→ Task to complete
Format every line of the entries below as a Markdown table with two columns, Row and Line, numbering the rows and omitting any blank lines.
>> start
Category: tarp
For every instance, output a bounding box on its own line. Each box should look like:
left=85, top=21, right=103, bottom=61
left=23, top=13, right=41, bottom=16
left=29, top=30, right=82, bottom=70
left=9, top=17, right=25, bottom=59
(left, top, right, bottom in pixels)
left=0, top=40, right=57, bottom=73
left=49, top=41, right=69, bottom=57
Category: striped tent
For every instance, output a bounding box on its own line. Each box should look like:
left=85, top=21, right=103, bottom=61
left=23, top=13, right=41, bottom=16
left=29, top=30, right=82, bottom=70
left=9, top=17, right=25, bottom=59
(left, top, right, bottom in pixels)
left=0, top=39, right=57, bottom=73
>> end
→ Solution below
| Row | Line |
|---|---|
| 1 | Category: tarp |
| 2 | For every instance, output a bounding box on its own line. Each box should look like: |
| 3 | left=85, top=21, right=103, bottom=61 |
| 4 | left=23, top=13, right=41, bottom=16 |
| 5 | left=29, top=30, right=82, bottom=70 |
| 6 | left=9, top=17, right=25, bottom=59 |
| 7 | (left, top, right, bottom in pixels) |
| 8 | left=0, top=40, right=57, bottom=73 |
| 9 | left=49, top=41, right=69, bottom=57 |
| 10 | Category: striped tent |
| 11 | For every instance, output a bounding box on its own line. Each box should look like: |
| 12 | left=85, top=21, right=103, bottom=61 |
| 13 | left=23, top=13, right=41, bottom=16 |
| 14 | left=29, top=30, right=82, bottom=70 |
| 15 | left=9, top=17, right=25, bottom=59 |
| 16 | (left, top, right, bottom in pixels) |
| 17 | left=0, top=39, right=57, bottom=73 |